-- begin Data for this task --

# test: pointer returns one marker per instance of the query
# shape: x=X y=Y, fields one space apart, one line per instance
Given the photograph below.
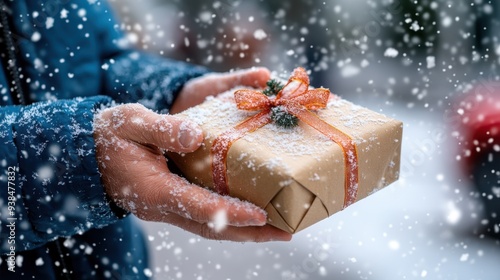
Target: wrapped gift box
x=296 y=174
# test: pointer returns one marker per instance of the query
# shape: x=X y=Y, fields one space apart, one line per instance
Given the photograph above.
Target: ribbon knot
x=295 y=93
x=297 y=99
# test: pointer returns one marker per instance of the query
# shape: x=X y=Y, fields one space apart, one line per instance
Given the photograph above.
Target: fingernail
x=255 y=222
x=189 y=135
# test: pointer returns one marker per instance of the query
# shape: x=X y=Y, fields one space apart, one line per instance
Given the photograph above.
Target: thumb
x=137 y=123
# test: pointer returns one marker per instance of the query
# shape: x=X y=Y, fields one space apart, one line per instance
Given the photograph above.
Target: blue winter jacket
x=55 y=217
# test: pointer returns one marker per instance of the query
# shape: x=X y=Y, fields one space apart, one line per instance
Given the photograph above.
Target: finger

-- end Data for this task --

Exercise instructions> Put all of the rows above into a numbered list, skipping any blank lines and leaving out the pictures.

Answer to the exercise>
1. # test: pointer returns one marker per instance of the query
2. # shape: x=X y=Y, fields one space apart, one line per instance
3. Given the photograph below.
4. Target: wrapped gift box
5. x=296 y=174
6. # test: pointer returns one marker per instance of the query
7. # shape: x=X y=Y, fields one space apart, one line per instance
8. Given the photograph above.
9. Target: ribbon knot
10. x=295 y=93
11. x=297 y=99
12. # test: pointer returns one marker per instance of the query
13. # shape: x=X y=Y, fields one space apart, one line per instance
14. Given the photograph above.
15. Target: fingernail
16. x=255 y=222
17. x=189 y=135
18. # test: pointer returns one marker per instance of the query
19. # shape: x=X y=Y, fields one space apart, one line per instance
20. Given the photograph above.
21. Target: thumb
22. x=137 y=123
23. # test: pointer returns one marker per instance of the query
24. # shape: x=X y=Y, fields one space apart, one line per instance
25. Given the photograph above.
26. Target: blue winter jacket
27. x=55 y=217
28. # test: pointer returns one marker per instance of the query
29. # shape: x=X y=Y, fields one space apart, one line per instance
30. Given the photograph above.
31. Target: finger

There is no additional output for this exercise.